* _Provided text_:
Shares in the Forest grove, Ore.-based company, which makes circuit boards for communications, computing and medical devices, closed regular trading down $12.81 to $12.31, after hitting $11.38 early in the day.

For its second quarter, the company came in with net income of $10.2 million, or 70 cents a share, on revenue of $58.4 million, topping analysts' estimates of 67 cents a share. Earnings improved both sequentially and year over year, as did revenue, which bumped up 63 percent from the year-ago period and 14 percent sequentially.

But the strong quarter was overshadowed by the lowered guidance for the upcoming quarter.

According to the company, postponement or cancellation of orders previously placed and a slowdown in demand from customers will "significantly reduce premium revenue" in the last half of fiscal 2001. The softening in demand will reach across all of the company's market segments.

* _Tasks to perform_:
(a) Can you summarize the circuit board earnings excerpt in three sentences?
(b) Could you turn the paragraph in the circuit board earnings excerpt that begins "For its second quarter" into a bulleted list that keeps its main facts?
(c) Could you resume the circuit board earnings excerpt, picking up after its last sentence?

* _Provided data_:
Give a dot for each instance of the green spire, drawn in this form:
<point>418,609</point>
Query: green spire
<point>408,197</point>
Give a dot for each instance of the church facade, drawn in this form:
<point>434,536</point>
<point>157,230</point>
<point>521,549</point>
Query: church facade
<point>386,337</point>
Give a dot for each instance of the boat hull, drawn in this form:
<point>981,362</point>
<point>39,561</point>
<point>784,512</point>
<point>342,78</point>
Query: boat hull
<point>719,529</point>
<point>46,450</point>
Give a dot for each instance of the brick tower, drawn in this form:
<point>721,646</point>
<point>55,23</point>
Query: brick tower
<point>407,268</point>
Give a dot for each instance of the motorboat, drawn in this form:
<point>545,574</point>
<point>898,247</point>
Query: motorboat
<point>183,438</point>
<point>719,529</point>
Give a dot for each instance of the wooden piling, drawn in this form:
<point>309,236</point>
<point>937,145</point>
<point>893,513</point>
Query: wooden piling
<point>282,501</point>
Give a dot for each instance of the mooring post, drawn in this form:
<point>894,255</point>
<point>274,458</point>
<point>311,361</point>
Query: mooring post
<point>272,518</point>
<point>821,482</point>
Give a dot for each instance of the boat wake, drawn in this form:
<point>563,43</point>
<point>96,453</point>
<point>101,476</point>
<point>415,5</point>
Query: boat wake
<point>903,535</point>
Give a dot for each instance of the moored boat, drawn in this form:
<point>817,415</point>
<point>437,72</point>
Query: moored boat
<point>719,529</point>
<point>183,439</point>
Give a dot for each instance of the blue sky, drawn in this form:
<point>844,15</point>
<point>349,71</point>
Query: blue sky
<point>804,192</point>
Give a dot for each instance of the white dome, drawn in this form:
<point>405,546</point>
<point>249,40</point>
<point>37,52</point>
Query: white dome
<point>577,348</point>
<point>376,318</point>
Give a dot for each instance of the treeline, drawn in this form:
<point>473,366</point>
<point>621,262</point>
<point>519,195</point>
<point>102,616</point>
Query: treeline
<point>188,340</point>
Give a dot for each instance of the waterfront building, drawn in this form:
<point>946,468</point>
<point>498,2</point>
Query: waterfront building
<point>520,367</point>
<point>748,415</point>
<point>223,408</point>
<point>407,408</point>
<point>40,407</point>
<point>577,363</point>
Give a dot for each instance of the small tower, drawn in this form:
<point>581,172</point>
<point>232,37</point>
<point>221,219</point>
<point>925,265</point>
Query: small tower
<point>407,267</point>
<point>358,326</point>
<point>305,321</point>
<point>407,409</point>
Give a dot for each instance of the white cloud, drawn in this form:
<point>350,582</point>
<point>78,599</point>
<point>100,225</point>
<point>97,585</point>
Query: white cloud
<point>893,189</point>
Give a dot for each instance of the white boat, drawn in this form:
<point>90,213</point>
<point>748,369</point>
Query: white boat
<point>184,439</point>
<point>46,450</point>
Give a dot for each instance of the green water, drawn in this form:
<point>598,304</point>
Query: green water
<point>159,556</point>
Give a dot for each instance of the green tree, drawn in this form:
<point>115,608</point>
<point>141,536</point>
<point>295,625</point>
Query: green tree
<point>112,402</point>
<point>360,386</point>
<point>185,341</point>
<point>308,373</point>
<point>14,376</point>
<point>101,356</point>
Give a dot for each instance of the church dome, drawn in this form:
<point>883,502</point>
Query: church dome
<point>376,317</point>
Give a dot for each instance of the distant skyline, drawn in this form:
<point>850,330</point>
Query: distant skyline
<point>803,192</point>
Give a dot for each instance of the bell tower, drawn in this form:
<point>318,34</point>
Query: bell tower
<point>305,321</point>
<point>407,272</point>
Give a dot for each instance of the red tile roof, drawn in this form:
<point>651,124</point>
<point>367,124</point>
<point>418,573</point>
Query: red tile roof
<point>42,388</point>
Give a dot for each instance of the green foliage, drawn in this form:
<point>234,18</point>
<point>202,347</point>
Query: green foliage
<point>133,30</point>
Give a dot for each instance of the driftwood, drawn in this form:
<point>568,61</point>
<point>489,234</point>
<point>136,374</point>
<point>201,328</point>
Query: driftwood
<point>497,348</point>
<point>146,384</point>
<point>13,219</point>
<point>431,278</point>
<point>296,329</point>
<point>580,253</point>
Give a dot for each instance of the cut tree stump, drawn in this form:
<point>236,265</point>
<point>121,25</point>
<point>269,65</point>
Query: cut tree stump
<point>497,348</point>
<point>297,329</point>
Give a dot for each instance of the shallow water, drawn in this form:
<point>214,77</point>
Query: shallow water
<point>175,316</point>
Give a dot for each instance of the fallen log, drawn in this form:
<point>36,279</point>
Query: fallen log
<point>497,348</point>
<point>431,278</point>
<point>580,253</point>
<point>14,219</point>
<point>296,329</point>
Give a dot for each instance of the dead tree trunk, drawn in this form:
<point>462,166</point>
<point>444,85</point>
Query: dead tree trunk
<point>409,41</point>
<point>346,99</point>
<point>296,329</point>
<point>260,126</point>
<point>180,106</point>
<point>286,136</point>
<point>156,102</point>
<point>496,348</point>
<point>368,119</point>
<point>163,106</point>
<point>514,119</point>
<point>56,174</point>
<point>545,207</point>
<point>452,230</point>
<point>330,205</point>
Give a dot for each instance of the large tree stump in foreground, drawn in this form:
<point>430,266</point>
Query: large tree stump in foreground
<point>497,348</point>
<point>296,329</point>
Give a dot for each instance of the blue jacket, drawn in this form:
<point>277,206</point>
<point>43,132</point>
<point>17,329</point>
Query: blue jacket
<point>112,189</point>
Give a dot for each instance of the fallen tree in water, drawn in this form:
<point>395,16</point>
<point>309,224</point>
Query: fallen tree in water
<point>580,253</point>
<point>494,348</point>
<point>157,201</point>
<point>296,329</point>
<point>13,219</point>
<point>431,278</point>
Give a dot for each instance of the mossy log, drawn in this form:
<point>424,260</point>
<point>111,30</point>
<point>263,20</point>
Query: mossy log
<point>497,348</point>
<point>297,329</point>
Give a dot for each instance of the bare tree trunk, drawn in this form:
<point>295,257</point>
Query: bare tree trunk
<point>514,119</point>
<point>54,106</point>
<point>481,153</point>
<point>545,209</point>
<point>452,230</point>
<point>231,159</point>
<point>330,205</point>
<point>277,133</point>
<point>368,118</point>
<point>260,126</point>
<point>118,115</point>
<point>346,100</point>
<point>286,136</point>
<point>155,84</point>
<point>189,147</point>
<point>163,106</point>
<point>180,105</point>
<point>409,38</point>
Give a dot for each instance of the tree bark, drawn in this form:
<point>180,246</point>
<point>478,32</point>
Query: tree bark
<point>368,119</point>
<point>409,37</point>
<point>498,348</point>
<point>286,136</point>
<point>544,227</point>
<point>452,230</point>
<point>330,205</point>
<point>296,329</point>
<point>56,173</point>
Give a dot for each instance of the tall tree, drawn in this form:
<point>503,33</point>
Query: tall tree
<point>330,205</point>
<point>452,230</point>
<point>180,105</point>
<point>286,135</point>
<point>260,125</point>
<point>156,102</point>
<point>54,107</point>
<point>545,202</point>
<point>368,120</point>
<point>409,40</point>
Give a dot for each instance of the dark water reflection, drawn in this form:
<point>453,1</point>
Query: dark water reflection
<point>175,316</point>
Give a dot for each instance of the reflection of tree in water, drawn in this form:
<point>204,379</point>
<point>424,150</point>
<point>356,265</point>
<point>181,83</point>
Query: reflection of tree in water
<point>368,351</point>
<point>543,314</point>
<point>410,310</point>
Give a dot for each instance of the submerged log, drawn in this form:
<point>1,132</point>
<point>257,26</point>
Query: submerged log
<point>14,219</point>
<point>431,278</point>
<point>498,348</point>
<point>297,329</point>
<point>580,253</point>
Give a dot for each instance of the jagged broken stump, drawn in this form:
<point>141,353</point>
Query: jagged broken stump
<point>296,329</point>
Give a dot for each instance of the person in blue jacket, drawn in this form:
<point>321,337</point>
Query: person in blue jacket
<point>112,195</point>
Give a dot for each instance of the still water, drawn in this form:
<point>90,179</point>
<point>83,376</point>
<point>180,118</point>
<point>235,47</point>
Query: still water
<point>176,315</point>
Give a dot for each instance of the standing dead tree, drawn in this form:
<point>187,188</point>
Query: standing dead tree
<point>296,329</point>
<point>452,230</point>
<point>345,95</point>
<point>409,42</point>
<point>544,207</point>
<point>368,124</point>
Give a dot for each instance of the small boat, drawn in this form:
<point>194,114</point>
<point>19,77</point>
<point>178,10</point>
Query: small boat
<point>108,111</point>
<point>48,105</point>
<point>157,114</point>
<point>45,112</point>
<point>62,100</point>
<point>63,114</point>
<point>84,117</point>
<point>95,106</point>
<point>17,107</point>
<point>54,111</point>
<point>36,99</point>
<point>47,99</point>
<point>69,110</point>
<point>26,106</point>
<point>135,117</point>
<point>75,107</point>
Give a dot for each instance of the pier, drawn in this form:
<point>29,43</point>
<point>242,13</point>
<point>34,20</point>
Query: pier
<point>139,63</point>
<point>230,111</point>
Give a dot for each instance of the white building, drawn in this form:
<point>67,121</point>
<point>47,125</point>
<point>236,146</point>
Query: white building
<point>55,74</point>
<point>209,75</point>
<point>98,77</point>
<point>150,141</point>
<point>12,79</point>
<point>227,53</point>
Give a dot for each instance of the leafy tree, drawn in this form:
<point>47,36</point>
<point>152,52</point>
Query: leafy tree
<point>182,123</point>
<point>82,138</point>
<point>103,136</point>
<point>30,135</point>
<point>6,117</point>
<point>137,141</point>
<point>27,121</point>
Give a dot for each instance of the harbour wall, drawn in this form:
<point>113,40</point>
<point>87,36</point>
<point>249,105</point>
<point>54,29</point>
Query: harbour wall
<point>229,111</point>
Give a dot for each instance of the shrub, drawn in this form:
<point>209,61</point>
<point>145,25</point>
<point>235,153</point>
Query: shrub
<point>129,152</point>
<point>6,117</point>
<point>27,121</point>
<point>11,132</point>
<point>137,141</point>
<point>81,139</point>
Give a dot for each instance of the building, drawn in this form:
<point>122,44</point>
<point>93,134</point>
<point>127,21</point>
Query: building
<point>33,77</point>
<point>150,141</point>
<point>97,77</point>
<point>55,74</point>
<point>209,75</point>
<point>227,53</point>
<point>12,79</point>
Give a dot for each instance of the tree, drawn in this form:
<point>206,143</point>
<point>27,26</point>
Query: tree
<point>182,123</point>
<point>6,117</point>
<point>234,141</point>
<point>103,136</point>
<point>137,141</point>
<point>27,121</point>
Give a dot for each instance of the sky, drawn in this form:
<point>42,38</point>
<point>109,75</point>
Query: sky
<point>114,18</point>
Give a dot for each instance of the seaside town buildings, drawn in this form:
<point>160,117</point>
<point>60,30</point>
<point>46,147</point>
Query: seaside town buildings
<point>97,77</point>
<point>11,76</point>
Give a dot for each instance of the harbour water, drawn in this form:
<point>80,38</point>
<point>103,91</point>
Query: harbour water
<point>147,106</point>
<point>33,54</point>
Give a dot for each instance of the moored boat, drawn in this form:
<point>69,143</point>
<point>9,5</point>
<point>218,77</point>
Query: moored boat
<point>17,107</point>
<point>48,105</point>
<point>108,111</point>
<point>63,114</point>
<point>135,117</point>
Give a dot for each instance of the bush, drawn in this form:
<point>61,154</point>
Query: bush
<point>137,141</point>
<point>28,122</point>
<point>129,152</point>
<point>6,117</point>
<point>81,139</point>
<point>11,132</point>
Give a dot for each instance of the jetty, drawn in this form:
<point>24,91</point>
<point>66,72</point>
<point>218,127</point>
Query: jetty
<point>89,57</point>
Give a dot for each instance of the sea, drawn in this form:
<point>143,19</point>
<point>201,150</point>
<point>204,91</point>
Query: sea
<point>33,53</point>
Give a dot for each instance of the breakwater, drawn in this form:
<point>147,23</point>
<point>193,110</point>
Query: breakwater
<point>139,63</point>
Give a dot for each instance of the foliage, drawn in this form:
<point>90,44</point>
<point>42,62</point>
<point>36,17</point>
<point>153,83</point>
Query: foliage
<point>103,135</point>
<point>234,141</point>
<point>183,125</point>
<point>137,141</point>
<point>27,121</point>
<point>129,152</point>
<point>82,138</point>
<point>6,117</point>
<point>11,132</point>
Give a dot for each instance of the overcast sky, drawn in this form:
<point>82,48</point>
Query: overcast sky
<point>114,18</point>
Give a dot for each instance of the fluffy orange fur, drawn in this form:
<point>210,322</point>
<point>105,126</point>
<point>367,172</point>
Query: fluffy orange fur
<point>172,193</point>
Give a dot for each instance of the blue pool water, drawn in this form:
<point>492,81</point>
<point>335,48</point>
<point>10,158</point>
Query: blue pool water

* _Task-by-task results_:
(a) The circuit board maker's shares closed regular trading down $12.81 at $12.31, after hitting $11.38 early in the day. Its second quarter brought net income of $10.2 million, or 70 cents a share, on revenue of $58.4 million, topping analysts' estimates, but lowered guidance for the upcoming quarter overshadowed those results. The company said postponed or canceled orders and slowing customer demand across all its market segments will "significantly reduce premium revenue" in the last half of fiscal 2001.

(b)
- Net income: $10.2 million, or 70 cents a share
- Revenue: $58.4 million
- Per-share earnings topped analysts' estimates of 67 cents
- Earnings improved both sequentially and year over year
- Revenue rose 63 percent from the year-ago period and 14 percent sequentially

(c)
Merix now expects sales in the third quarter to be between $49 million and $51 million, with earnings per share in the 44 cent to 48 cent range, well below First Call/Thomson Financial's 69 cent a share estimate. The company sees some improvement in the fourth quarter, with sales and earnings improving sequentially: 15 percent and 25 percent, respectively.

"We believe the overall fundamentals of our business remain solid, and we expect current demand conditions to be a short-term issue," said the company's CEO, Mark Hollinger.

Separately, Merix said it has signed an agreement with Teradyne to supply the testing equipment firm with high-end printed circuit boards.